Exercise goal
Pick out every line of the data below that contains the string "gray" and copy each one in full. Count only matches with the same uppercase and lowercase letters.

Excerpts from a dataset on object pointing

--------------------------------------------------

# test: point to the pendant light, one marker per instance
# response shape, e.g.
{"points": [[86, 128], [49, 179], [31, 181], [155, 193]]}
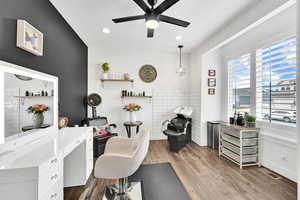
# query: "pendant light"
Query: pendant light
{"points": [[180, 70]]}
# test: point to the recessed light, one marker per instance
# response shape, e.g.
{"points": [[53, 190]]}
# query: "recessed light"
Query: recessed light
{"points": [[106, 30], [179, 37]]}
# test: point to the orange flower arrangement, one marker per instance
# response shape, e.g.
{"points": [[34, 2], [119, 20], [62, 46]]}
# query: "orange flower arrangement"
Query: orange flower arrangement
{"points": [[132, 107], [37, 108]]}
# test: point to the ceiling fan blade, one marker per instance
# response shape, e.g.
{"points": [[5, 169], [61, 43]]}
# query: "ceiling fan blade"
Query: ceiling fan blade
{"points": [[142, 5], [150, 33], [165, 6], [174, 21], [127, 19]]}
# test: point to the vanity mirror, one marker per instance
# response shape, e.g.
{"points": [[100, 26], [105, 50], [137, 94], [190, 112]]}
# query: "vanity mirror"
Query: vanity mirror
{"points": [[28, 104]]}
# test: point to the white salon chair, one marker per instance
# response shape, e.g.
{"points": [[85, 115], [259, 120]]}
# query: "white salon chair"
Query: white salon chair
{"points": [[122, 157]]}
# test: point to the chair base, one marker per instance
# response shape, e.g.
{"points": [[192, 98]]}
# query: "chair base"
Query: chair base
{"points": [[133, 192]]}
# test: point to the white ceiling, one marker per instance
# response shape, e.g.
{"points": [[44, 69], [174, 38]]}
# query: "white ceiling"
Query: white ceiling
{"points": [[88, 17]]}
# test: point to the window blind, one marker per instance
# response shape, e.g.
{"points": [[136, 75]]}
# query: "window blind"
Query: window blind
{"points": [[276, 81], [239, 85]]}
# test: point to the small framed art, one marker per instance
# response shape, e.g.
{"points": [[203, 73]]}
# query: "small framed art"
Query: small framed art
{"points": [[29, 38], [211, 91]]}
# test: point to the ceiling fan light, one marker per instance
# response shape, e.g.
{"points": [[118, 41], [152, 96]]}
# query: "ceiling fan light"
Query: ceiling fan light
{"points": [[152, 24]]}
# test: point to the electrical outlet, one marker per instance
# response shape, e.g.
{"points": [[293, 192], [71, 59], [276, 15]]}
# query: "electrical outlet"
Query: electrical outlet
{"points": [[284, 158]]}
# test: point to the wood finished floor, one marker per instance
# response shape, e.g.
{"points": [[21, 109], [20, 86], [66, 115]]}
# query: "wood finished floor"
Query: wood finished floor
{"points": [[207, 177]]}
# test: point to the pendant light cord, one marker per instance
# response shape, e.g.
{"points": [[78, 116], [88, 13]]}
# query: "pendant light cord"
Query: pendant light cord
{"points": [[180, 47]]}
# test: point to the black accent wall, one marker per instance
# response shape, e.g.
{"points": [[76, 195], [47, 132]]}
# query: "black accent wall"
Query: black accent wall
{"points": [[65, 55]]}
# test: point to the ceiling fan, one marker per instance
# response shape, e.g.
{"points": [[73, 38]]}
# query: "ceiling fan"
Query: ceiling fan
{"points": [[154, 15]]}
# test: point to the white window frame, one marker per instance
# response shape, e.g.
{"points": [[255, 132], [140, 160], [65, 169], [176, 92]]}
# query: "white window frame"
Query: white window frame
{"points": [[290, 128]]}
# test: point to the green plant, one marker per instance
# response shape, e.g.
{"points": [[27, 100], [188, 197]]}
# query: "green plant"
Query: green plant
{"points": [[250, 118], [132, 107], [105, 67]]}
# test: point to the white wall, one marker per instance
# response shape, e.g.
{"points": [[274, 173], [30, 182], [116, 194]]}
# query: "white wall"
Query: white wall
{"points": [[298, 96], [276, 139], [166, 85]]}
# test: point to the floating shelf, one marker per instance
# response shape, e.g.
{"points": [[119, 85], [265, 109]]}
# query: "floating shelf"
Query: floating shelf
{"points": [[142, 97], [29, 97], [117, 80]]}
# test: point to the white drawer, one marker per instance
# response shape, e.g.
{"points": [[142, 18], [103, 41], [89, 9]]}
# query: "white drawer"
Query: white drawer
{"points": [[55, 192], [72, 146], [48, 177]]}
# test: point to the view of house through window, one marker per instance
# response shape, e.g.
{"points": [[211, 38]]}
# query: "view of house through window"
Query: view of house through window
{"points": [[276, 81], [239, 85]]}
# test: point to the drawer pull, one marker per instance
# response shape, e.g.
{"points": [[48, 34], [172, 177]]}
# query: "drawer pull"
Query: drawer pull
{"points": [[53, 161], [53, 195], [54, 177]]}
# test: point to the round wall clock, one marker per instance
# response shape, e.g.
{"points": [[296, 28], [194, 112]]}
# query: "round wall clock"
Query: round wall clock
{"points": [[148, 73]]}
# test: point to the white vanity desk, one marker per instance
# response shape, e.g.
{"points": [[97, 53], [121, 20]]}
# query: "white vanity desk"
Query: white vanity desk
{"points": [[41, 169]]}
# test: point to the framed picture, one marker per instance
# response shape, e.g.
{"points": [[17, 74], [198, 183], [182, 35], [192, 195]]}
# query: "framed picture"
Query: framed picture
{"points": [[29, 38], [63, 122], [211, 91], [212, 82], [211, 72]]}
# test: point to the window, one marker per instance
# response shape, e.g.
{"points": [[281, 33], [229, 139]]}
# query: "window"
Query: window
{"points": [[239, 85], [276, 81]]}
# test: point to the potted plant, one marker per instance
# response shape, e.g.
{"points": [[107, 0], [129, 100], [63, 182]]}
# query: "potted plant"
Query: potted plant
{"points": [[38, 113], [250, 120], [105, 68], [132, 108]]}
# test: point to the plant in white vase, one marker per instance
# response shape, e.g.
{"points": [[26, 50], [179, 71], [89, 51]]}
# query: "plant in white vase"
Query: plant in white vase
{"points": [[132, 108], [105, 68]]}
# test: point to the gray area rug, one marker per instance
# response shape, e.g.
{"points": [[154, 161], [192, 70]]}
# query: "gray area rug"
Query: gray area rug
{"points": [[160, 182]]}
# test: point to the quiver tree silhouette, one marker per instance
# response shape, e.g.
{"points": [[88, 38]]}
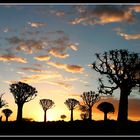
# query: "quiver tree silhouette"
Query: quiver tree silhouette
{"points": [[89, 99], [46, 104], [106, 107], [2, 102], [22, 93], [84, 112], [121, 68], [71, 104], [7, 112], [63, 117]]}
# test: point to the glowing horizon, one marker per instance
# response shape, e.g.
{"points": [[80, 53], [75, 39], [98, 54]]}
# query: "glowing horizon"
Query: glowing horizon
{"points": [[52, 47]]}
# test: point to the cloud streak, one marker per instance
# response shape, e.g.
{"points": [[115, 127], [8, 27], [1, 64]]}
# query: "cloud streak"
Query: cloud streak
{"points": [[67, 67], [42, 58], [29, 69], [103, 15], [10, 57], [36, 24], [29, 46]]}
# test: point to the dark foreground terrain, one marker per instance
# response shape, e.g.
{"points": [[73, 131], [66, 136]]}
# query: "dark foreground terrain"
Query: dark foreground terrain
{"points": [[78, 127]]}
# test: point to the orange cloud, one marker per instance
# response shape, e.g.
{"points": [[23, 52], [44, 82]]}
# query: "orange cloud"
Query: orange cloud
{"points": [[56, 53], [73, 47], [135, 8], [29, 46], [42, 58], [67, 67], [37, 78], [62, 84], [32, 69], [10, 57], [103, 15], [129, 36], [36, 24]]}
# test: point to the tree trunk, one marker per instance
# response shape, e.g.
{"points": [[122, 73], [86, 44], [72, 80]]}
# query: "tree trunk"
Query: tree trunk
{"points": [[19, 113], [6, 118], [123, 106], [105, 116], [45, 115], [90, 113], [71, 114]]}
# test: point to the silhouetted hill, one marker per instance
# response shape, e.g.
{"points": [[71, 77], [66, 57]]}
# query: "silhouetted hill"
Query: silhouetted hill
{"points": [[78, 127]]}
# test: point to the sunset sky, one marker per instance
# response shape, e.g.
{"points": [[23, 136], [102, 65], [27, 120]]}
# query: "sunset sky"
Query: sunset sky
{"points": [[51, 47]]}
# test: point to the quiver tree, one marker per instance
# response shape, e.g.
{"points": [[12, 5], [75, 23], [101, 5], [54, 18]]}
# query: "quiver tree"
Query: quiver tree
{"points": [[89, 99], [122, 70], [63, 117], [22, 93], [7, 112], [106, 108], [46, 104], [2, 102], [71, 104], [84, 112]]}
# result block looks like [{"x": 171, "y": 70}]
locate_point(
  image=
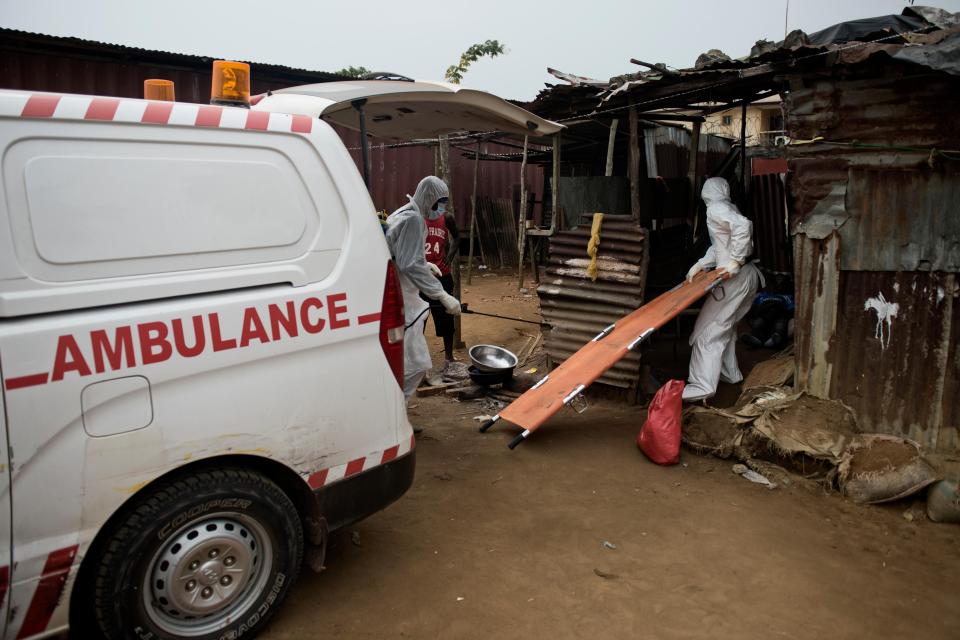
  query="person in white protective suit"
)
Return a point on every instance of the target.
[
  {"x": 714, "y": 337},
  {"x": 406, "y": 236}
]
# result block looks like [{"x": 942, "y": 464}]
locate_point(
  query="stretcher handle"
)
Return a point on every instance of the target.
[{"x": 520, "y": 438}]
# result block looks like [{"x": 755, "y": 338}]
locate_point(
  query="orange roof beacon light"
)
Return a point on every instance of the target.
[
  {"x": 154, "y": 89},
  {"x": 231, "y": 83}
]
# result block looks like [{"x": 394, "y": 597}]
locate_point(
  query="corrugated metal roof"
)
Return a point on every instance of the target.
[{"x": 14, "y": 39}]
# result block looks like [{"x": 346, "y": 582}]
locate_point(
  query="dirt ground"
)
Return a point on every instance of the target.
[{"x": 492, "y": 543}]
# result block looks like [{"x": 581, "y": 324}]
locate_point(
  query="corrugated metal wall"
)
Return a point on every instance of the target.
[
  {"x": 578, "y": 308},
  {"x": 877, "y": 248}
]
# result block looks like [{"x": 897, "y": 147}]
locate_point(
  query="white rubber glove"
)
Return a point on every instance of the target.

--------------------------------------------------

Exercise solution
# test: point to the gray area rug, one marker per instance
# query: "gray area rug"
Query: gray area rug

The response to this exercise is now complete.